REQUIRED ACTION:
Please copy exactly the lines from the top of the data through the line containing "Target: cow's back", and nothing else.

DATA FOR PROCESSING:

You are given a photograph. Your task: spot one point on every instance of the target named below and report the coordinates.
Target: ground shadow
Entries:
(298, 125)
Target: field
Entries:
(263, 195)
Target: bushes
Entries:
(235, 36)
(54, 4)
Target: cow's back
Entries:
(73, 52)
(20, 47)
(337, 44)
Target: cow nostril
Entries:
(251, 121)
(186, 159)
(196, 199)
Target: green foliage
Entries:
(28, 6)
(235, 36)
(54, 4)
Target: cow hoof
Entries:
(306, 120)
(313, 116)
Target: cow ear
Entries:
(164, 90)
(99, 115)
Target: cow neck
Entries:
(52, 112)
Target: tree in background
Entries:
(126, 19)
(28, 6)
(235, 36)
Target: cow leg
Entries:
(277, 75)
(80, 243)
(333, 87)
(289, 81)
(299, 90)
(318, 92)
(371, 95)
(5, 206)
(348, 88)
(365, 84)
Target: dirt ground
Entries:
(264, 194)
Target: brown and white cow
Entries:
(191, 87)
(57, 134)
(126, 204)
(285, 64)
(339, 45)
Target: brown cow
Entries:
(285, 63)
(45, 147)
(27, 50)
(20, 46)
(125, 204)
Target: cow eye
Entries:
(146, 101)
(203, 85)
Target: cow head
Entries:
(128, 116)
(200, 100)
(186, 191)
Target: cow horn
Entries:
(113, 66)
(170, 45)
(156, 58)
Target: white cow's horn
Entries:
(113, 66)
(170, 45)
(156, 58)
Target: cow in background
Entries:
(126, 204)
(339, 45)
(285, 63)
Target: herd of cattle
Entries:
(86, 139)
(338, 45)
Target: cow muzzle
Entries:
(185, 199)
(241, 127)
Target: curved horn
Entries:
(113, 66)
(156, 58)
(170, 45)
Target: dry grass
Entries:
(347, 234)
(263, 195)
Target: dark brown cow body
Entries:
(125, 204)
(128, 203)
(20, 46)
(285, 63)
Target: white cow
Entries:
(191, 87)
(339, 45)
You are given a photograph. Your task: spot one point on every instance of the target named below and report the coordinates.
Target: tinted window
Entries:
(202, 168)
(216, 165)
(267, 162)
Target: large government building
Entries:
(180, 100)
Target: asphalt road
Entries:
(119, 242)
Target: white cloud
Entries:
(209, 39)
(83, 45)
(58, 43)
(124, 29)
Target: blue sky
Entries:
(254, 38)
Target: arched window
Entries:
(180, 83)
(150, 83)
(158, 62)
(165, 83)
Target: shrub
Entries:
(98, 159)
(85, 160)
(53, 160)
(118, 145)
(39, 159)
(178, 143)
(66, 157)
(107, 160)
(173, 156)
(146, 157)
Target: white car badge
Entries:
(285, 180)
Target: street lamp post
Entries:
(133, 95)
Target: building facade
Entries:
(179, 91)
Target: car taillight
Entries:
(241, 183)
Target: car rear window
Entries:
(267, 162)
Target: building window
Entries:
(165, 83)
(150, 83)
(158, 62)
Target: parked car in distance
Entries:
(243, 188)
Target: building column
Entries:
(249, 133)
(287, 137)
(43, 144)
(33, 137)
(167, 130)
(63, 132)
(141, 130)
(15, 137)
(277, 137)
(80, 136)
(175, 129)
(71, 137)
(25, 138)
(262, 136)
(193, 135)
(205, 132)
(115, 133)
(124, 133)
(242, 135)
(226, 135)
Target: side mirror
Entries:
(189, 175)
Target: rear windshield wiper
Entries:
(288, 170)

EXPECTED ANSWER:
You are given a photograph. Your task: spot one point on every instance of the target named below and report the coordinates.
Target: ground shadow
Entries:
(298, 125)
Target: field
Entries:
(263, 195)
Target: bushes
Entries:
(235, 36)
(54, 4)
Target: cow's back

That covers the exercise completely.